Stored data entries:
+++
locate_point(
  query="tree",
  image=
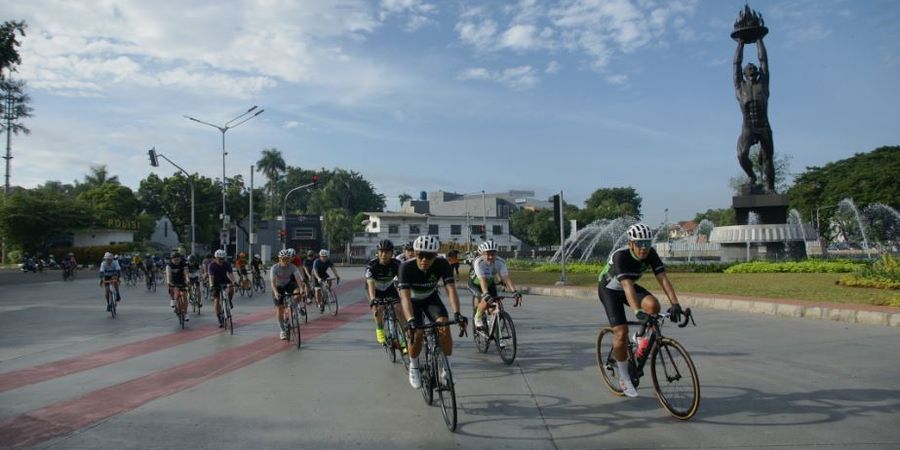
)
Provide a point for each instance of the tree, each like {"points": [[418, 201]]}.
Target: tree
{"points": [[9, 46], [720, 217], [272, 165], [867, 178]]}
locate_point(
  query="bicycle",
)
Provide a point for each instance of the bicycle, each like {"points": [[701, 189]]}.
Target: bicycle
{"points": [[435, 363], [500, 329], [220, 292], [110, 296], [297, 311], [670, 364], [394, 338], [181, 303], [329, 298]]}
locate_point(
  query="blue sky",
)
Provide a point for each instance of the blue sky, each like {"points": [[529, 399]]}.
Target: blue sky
{"points": [[452, 95]]}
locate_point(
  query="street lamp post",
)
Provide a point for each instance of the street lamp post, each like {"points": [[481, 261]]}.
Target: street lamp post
{"points": [[155, 163], [284, 211], [233, 123]]}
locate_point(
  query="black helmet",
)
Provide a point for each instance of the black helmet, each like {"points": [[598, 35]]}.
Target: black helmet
{"points": [[385, 245]]}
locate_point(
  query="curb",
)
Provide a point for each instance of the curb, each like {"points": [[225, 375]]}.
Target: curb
{"points": [[816, 311]]}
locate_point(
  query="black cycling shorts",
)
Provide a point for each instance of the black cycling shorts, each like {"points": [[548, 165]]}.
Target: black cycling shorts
{"points": [[281, 290], [431, 307], [615, 301]]}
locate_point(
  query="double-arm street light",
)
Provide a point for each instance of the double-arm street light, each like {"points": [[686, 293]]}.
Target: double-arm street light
{"points": [[233, 123], [155, 163]]}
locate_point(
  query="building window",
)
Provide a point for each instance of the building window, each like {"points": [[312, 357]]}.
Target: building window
{"points": [[304, 233]]}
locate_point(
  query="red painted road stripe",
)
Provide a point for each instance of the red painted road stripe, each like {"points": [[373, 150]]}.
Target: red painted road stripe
{"points": [[66, 417], [56, 369]]}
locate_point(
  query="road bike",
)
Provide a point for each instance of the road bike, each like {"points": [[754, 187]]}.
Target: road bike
{"points": [[223, 311], [671, 368], [436, 372], [298, 313], [500, 329], [394, 338]]}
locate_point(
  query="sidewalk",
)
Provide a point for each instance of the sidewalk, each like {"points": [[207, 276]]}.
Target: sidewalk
{"points": [[850, 313]]}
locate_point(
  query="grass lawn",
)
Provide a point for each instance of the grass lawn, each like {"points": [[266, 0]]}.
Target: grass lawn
{"points": [[819, 287]]}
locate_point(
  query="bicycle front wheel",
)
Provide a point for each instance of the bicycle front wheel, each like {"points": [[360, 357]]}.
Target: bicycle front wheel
{"points": [[675, 379], [506, 338], [609, 371], [446, 390]]}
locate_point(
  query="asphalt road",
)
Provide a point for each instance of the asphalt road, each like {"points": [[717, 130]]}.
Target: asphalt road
{"points": [[72, 377]]}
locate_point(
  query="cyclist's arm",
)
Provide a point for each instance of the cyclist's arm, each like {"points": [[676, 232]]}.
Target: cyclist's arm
{"points": [[667, 287], [630, 294]]}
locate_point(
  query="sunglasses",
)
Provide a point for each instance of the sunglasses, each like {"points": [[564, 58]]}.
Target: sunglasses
{"points": [[426, 256], [643, 243]]}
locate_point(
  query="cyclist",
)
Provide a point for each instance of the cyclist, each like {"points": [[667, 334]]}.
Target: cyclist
{"points": [[285, 277], [320, 274], [221, 276], [110, 271], [408, 253], [417, 282], [381, 272], [483, 279], [177, 275], [618, 287]]}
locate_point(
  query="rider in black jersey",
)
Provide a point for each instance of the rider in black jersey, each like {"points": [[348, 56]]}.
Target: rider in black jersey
{"points": [[618, 287]]}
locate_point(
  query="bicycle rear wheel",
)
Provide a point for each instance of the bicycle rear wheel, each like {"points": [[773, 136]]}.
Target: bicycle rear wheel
{"points": [[675, 379], [506, 338], [609, 370], [446, 391]]}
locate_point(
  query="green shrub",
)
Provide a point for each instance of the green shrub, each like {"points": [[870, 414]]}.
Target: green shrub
{"points": [[809, 266]]}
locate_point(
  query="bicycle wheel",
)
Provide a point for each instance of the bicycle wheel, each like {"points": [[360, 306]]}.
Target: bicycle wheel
{"points": [[331, 301], [505, 338], [446, 391], [609, 371], [675, 379]]}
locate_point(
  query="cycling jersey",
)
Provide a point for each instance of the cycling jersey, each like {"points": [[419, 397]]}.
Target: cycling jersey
{"points": [[424, 284], [623, 265], [218, 273], [285, 275], [175, 273], [383, 276], [110, 269], [320, 268]]}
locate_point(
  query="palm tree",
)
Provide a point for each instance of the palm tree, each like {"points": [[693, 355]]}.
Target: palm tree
{"points": [[271, 164]]}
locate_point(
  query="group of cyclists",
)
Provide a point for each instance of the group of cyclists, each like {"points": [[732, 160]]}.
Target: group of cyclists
{"points": [[415, 276]]}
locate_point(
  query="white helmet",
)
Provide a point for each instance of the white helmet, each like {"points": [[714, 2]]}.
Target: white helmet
{"points": [[488, 246], [427, 244], [639, 231]]}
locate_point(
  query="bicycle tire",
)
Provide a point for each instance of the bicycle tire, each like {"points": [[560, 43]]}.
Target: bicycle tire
{"points": [[505, 337], [446, 392], [606, 363], [665, 359], [331, 301]]}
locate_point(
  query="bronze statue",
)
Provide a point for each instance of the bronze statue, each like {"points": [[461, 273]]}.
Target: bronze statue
{"points": [[752, 90]]}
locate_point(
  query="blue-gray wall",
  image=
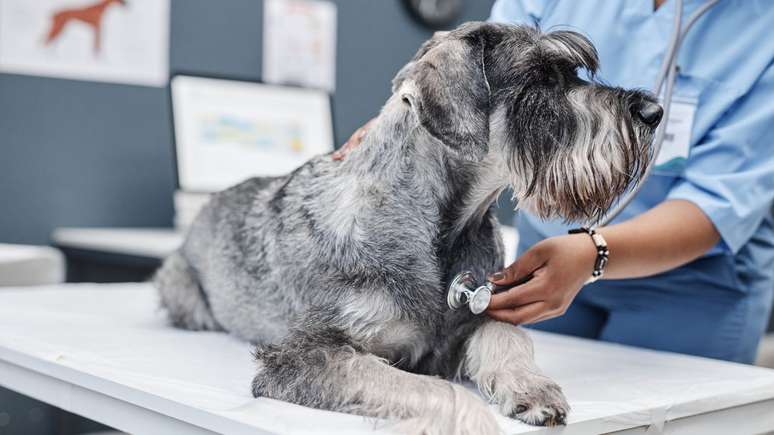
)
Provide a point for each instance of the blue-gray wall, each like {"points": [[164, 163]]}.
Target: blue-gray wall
{"points": [[90, 154]]}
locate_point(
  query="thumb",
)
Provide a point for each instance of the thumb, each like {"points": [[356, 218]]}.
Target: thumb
{"points": [[523, 266]]}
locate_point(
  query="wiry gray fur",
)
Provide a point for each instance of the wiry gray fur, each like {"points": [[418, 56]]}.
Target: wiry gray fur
{"points": [[338, 271]]}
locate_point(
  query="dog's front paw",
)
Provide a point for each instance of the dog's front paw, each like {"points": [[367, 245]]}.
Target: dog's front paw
{"points": [[535, 400]]}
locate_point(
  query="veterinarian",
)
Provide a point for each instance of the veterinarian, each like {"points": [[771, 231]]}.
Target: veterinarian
{"points": [[691, 259]]}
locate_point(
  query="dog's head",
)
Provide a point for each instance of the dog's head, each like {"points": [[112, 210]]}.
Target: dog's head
{"points": [[511, 99]]}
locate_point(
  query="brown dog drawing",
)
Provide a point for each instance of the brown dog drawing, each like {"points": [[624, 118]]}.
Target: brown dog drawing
{"points": [[91, 15]]}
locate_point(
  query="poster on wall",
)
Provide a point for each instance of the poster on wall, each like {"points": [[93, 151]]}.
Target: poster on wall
{"points": [[227, 131], [299, 43], [122, 41]]}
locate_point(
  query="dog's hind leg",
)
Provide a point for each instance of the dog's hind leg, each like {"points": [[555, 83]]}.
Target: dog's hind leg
{"points": [[182, 297], [499, 358], [325, 370]]}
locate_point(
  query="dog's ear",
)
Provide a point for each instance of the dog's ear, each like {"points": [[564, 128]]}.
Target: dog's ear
{"points": [[446, 86]]}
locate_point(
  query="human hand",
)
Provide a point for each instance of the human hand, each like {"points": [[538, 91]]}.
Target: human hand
{"points": [[353, 141], [559, 267]]}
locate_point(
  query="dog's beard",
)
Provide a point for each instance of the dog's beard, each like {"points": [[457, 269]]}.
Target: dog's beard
{"points": [[595, 157]]}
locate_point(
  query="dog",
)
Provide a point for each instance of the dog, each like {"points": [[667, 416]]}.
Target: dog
{"points": [[338, 271], [90, 15]]}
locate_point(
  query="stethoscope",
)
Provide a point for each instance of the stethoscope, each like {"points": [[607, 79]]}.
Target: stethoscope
{"points": [[463, 290]]}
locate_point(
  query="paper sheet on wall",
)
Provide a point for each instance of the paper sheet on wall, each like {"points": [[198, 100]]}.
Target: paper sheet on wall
{"points": [[124, 41], [299, 43]]}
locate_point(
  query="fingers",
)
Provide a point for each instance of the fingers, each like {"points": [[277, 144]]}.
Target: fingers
{"points": [[521, 295], [526, 314], [523, 266]]}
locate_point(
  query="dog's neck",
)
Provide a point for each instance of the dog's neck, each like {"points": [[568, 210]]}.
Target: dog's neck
{"points": [[398, 151]]}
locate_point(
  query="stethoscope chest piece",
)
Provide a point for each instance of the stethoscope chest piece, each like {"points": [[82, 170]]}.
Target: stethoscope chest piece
{"points": [[463, 290]]}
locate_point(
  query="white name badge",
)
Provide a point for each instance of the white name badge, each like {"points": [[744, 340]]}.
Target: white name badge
{"points": [[677, 140]]}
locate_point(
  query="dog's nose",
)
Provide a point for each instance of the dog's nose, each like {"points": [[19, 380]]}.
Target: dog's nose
{"points": [[650, 113]]}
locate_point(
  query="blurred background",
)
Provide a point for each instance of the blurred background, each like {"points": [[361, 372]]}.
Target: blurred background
{"points": [[100, 153]]}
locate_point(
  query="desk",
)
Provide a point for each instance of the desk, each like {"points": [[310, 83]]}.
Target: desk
{"points": [[105, 352]]}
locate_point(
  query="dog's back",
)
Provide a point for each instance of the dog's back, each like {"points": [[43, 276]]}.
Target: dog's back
{"points": [[212, 251]]}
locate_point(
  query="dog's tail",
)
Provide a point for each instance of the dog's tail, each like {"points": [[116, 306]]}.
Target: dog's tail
{"points": [[182, 297]]}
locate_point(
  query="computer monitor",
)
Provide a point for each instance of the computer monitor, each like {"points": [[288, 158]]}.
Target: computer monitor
{"points": [[228, 130]]}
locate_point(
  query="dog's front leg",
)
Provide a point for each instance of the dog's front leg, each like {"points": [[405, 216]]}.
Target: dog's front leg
{"points": [[499, 358], [324, 369]]}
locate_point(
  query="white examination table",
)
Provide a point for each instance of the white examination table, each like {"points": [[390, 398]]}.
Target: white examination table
{"points": [[104, 351]]}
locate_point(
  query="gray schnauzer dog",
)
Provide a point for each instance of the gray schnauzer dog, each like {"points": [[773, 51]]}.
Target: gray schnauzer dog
{"points": [[338, 271]]}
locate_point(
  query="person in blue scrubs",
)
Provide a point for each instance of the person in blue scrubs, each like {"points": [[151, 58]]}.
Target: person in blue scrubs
{"points": [[692, 257]]}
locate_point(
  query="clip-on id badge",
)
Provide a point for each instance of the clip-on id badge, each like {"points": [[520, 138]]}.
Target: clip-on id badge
{"points": [[677, 139]]}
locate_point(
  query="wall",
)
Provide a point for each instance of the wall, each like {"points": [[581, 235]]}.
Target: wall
{"points": [[88, 154]]}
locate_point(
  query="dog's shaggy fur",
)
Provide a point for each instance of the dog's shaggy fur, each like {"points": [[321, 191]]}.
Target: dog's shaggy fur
{"points": [[338, 271]]}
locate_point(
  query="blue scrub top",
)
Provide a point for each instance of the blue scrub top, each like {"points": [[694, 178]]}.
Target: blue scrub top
{"points": [[726, 65]]}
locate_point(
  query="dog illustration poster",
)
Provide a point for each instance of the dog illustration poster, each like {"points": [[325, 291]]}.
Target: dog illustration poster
{"points": [[227, 131], [299, 43], [123, 41]]}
+++
Take the line above containing "Provide a point for each instance of the dog's nose, each", the line containing "Provide a point for each instance of the person", and all lines in between, and copy them exactly without anything else.

Provide a point for each instance of the dog's nose, each like {"points": [[19, 380]]}.
Target: dog's nose
{"points": [[650, 113]]}
locate_point(
  query="blurred background",
)
Provide a point for each instance of the blurred background, each like {"points": [[361, 372]]}.
Target: blurred background
{"points": [[100, 153]]}
locate_point(
  query="desk",
)
Provide a point for each instance of the desk, each like {"points": [[310, 83]]}.
Target: desk
{"points": [[105, 352]]}
locate_point(
  query="dog's back",
)
Provide a point for each instance of the dog's back, each like {"points": [[43, 276]]}.
Target: dog's back
{"points": [[212, 251]]}
locate_point(
  query="dog's tail",
)
Provide a point for each instance of the dog's tail, each like {"points": [[116, 306]]}.
Target: dog's tail
{"points": [[182, 297]]}
locate_point(
  query="computer monitor",
)
Provide a point for each instance of the computer monitor, each like {"points": [[288, 158]]}.
Target: computer monitor
{"points": [[228, 130]]}
locate_point(
  query="dog's front leg",
)
Provide a point for each instance of the dog's front leg, each like {"points": [[405, 216]]}.
Target: dog's front leg
{"points": [[499, 358], [324, 369]]}
locate_point(
  query="white examination table",
)
Provide a point for each instance of the white examination table, each like {"points": [[390, 398]]}.
Target: white examination table
{"points": [[104, 351]]}
locate_point(
  query="gray schnauzer dog",
)
Provide a point for each instance of the gray schnauzer dog, each like {"points": [[773, 51]]}.
Target: gray schnauzer dog
{"points": [[338, 271]]}
locate_point(
  query="person in blue scrubs",
)
Provide a point for each instance of the person in blue scrubs, each like {"points": [[151, 58]]}.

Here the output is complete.